>> BEGIN Data for processing

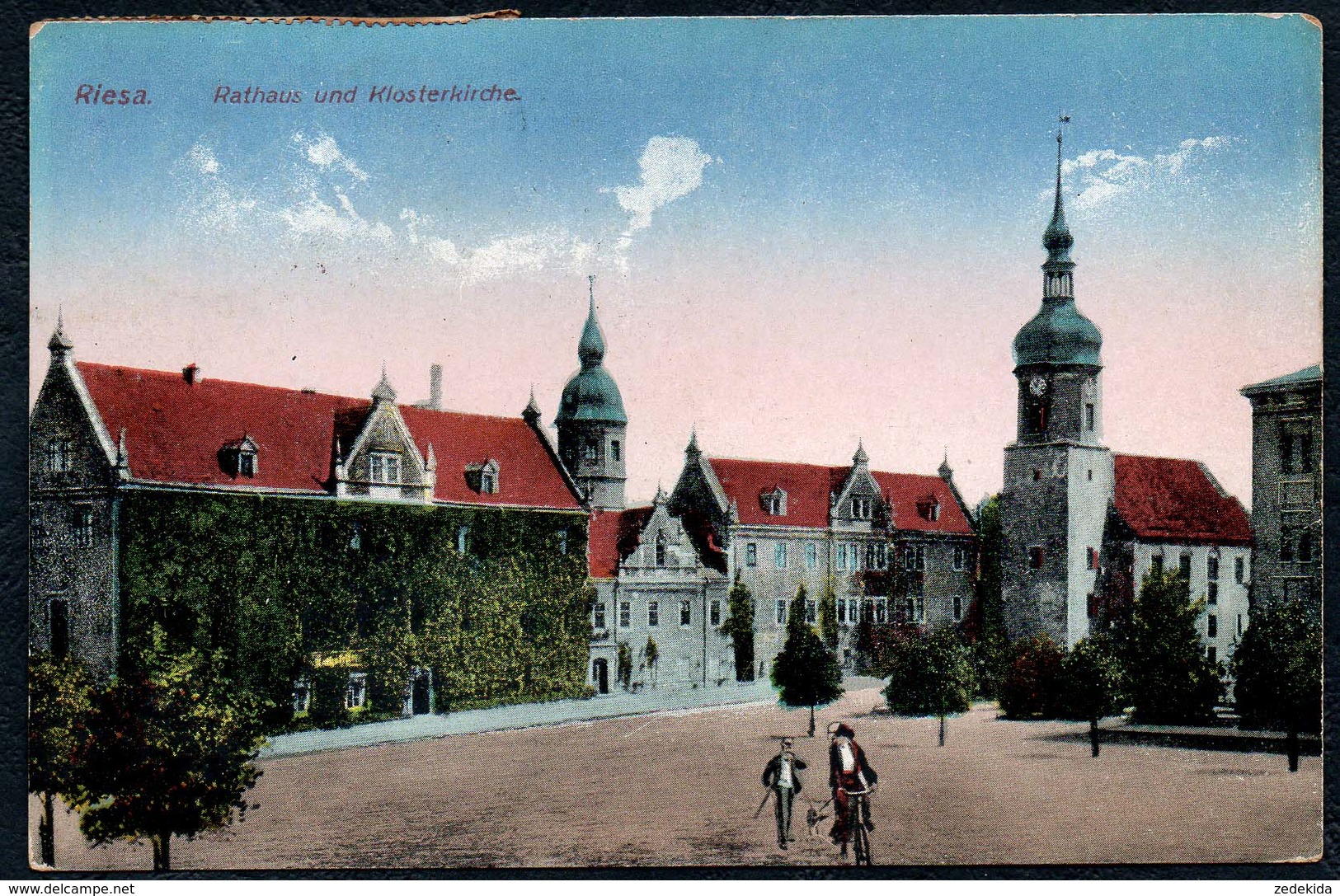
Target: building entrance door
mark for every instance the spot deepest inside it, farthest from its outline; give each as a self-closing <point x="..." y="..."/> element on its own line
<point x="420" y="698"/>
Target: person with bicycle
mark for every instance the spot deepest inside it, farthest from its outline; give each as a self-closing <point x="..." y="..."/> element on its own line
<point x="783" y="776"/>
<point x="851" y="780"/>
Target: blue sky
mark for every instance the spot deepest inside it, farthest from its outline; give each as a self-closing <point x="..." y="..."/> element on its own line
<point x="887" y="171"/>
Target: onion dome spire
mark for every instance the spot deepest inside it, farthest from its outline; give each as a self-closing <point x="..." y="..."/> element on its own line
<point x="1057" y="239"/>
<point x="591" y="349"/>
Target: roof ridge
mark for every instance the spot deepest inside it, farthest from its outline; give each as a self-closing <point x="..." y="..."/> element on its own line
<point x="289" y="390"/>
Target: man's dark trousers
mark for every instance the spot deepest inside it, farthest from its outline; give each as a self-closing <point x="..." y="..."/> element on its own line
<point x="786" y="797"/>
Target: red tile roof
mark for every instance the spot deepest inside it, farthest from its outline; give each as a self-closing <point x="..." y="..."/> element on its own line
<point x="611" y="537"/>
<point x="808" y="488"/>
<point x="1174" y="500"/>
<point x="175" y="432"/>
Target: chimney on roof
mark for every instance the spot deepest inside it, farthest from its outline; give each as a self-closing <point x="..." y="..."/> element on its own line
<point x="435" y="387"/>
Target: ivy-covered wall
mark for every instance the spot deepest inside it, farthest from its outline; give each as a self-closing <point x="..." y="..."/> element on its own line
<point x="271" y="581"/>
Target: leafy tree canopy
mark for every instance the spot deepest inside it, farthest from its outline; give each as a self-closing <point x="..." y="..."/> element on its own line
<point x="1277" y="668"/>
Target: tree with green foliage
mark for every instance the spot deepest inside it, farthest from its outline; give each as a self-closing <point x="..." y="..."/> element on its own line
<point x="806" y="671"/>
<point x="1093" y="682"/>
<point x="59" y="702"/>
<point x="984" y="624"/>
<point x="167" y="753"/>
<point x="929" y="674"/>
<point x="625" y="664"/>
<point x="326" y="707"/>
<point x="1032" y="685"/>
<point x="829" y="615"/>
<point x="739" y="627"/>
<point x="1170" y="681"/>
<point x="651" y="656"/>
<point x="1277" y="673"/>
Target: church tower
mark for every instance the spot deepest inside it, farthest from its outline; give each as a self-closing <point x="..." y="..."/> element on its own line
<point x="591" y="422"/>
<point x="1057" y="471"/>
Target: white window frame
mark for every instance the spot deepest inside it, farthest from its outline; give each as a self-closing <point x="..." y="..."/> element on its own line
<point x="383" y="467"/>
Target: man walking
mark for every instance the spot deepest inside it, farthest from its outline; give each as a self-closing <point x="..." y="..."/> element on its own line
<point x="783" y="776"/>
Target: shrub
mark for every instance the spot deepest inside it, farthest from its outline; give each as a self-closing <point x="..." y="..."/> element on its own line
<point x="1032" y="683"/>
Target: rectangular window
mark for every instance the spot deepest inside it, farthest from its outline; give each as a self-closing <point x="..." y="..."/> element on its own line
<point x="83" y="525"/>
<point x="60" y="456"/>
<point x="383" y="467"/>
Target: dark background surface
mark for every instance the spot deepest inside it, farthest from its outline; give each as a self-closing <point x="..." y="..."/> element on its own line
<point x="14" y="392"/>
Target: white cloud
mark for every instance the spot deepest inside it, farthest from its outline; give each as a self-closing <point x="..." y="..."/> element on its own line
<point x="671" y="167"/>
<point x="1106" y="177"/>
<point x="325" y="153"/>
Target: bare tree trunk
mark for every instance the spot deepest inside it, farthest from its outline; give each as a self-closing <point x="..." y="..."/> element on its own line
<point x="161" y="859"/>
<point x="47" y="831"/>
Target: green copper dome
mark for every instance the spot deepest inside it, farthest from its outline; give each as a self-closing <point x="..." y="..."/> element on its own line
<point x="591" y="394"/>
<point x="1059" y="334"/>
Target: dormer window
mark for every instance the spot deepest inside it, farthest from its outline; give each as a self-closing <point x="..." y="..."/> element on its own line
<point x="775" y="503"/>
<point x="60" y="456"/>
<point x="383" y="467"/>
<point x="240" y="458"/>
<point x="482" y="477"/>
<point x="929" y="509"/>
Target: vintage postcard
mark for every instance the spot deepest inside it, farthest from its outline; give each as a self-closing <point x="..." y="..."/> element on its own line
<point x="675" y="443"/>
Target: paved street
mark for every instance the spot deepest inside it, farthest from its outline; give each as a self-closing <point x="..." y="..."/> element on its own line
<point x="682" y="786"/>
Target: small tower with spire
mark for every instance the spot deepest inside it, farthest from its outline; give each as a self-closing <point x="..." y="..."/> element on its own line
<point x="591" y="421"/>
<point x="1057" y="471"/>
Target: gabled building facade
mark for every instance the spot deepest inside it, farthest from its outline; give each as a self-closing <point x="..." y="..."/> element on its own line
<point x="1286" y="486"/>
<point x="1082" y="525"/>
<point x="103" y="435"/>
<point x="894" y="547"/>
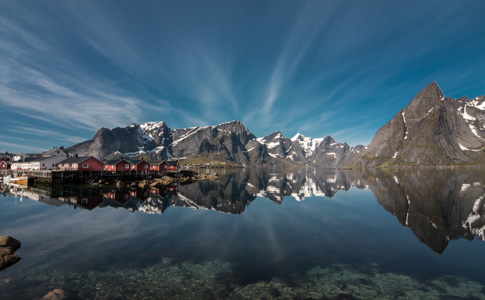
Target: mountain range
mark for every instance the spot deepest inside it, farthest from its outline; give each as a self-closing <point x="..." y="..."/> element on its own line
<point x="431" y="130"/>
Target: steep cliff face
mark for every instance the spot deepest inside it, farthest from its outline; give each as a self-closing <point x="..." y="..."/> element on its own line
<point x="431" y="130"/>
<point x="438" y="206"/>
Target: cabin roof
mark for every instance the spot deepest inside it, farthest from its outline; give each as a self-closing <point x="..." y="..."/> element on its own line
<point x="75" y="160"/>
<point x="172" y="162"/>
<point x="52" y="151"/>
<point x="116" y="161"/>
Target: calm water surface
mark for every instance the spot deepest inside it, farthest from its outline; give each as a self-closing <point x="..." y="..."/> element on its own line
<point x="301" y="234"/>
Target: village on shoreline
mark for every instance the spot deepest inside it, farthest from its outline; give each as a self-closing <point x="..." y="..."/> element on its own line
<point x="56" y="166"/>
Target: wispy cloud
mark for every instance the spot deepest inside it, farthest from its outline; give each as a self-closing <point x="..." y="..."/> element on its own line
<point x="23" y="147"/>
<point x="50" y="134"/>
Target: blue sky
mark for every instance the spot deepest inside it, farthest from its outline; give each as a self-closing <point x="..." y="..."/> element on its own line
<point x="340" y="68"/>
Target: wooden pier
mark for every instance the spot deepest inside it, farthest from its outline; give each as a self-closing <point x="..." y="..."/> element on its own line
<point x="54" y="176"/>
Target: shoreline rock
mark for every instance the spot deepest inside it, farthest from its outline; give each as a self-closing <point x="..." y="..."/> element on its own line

>> END Data for processing

=== Exercise goal ===
The records above are to be reproduced exactly; the pictures are to be left out.

=== Response to this task ===
Target: building entrance door
mark for every instance the spot deepest inside it, farthest from its outline; give each as a self-closing <point x="..." y="..."/> element on its own line
<point x="420" y="698"/>
Target: person with bicycle
mark for every instance the spot deepest inside it, farthest from its outline; give each as a self-closing <point x="..." y="..."/> element on its own line
<point x="783" y="776"/>
<point x="851" y="780"/>
Target: blue sky
mark for every instance the spot deepest inside it, farthest from its outline; give each as a self-closing <point x="..." y="..."/> element on its own line
<point x="887" y="171"/>
Target: onion dome spire
mark for every instance the spot deepest inside it, farthest from its outline; give each as a self-closing <point x="..." y="..."/> element on its own line
<point x="1057" y="239"/>
<point x="591" y="349"/>
Target: roof ridge
mark for every instance the spot deepest inside it, farthest from its outline; give each as a self-closing <point x="..." y="..."/> element on its own line
<point x="289" y="390"/>
Target: man's dark trousers
mark for every instance the spot deepest inside it, farthest from its outline; give each as a self-closing <point x="..." y="..."/> element on its own line
<point x="786" y="797"/>
Target: red tile roof
mark for every instance the spot deepest inside it, farthest from its outline; give each as a self-closing <point x="..." y="..."/> element on its own line
<point x="611" y="537"/>
<point x="808" y="488"/>
<point x="1174" y="500"/>
<point x="175" y="432"/>
Target: chimney on roof
mark for every instance the spot deepest inside it, farthest from its outline; give each as a self-closing <point x="..." y="..."/> element on its own line
<point x="435" y="387"/>
Target: ivy-covered wall
mark for every instance the spot deepest inside it, farthest from its outline; give each as a self-closing <point x="..." y="..."/> element on its own line
<point x="271" y="581"/>
Target: leafy tree canopy
mark for every instance the spot deepest inside it, farthest from its outline; give each as a self-closing <point x="..." y="..."/> element on its own line
<point x="1277" y="668"/>
Target: tree with green foliage
mark for every instance the spot deepest inside it, farthest from its outline; give each as a self-closing <point x="..." y="..."/> element on its own line
<point x="806" y="671"/>
<point x="1093" y="682"/>
<point x="59" y="702"/>
<point x="984" y="624"/>
<point x="167" y="753"/>
<point x="929" y="674"/>
<point x="625" y="664"/>
<point x="326" y="707"/>
<point x="1032" y="685"/>
<point x="829" y="615"/>
<point x="739" y="627"/>
<point x="1170" y="681"/>
<point x="651" y="656"/>
<point x="1277" y="673"/>
Target: church tower
mark for every instance the spot deepest inside it, farthest from its outline; give each as a self-closing <point x="..." y="..."/> element on its own line
<point x="591" y="422"/>
<point x="1057" y="471"/>
Target: white window frame
mark for every instance the spot deepest inside it, farthest from its outline; give each as a self-closing <point x="..." y="..."/> element on its own line
<point x="383" y="467"/>
Target: man walking
mark for every instance the spot deepest inside it, farthest from its outline; give each as a self-closing <point x="..." y="..."/> element on its own line
<point x="783" y="776"/>
Target: shrub
mark for every instance the spot deepest inside it, farthest from its outline; give each as a self-closing <point x="..." y="..."/> element on its own line
<point x="1032" y="683"/>
Target: rectangular window
mark for every instance the spot deepest inside it, farthest from its outline; give each as a self-closing <point x="..." y="..."/> element on its own line
<point x="83" y="525"/>
<point x="60" y="456"/>
<point x="383" y="467"/>
Target: dark background surface
mark for every instance the spot deepest inside it, farthest from its outline; give each as a self-closing <point x="..." y="..."/> element on its own line
<point x="14" y="392"/>
Target: white cloud
mark for every instance the spot deepest inside it, farthest from its outline; give each as a self-closing <point x="..." y="..."/> element on its own line
<point x="671" y="167"/>
<point x="1106" y="177"/>
<point x="325" y="153"/>
Target: bare tree trunk
mark for every instance the spot deepest inside it, farthest from its outline; give each as a self-closing <point x="..." y="..."/> element on its own line
<point x="161" y="859"/>
<point x="47" y="831"/>
Target: green copper dome
mark for every instance the spot deepest inside it, farthest from its outline; give each as a self-closing <point x="..." y="..."/> element on its own line
<point x="591" y="394"/>
<point x="1059" y="334"/>
Target: dormer window
mark for every instance the spot deepest inside it, farthest from its outline; give each as a self-closing <point x="..." y="..."/> element on its own line
<point x="775" y="503"/>
<point x="60" y="456"/>
<point x="383" y="467"/>
<point x="240" y="458"/>
<point x="482" y="477"/>
<point x="929" y="509"/>
Target: vintage postcard
mark for every instance the spot deepest inside it, farthest from its outline; give each as a self-closing <point x="..." y="..."/> element on its own line
<point x="675" y="443"/>
Target: paved street
mark for every instance the spot deepest inside it, farthest from its outline; give each as a self-closing <point x="..." y="..."/> element on its own line
<point x="682" y="786"/>
Target: small tower with spire
mark for every instance the spot deepest inside it, farthest from its outline; give each as a self-closing <point x="..." y="..."/> element on its own line
<point x="591" y="421"/>
<point x="1057" y="471"/>
Target: gabled building facade
mark for every instance the spot deepest inside it, farthest from its outline; give each as a self-closing <point x="..." y="..."/> element on its own line
<point x="1286" y="486"/>
<point x="1082" y="525"/>
<point x="103" y="435"/>
<point x="894" y="547"/>
Target: mountain range
mark for every instance the spot deepest inside it, farthest from its outline; give each as a self-closing <point x="..." y="..."/> element on its own line
<point x="431" y="130"/>
Target: steep cliff face
mark for every instance the spot deepest inside it, farthest from its outline; give each as a self-closing <point x="..." y="..."/> element on its own line
<point x="431" y="130"/>
<point x="438" y="206"/>
Target: cabin roof
mark for every instance the spot deepest inside it, farthest from its outline; give each as a self-closing <point x="..." y="..."/> element on its own line
<point x="75" y="160"/>
<point x="172" y="162"/>
<point x="52" y="151"/>
<point x="116" y="161"/>
Target: calm water surface
mark for every instance the spot deepest inside it, farthest from its outline; give each as a self-closing <point x="..." y="..."/> element on its own line
<point x="301" y="234"/>
Target: village on shoreline
mark for every instance the spot deepest inside it, farthest from its outline; give each as a self-closing <point x="..." y="..."/> element on its own line
<point x="56" y="166"/>
Target: wispy cloud
mark for every instance the spot deepest inside it, farthest from its outline; give each as a self-closing <point x="..." y="..."/> element on its own line
<point x="23" y="147"/>
<point x="50" y="134"/>
Target: blue sky
mark for every instance the spot deepest inside it, farthest from its outline; give each as a self-closing <point x="..." y="..."/> element on its own line
<point x="340" y="68"/>
Target: wooden pier
mark for every instance the spot deepest inside it, farthest from its outline; give each as a self-closing <point x="..." y="..."/> element on its own line
<point x="54" y="176"/>
Target: shoreline rock
mark for every instance the spot deepest inside it, farthest from its outline; give each as a self-closing <point x="..." y="..."/> element on its own line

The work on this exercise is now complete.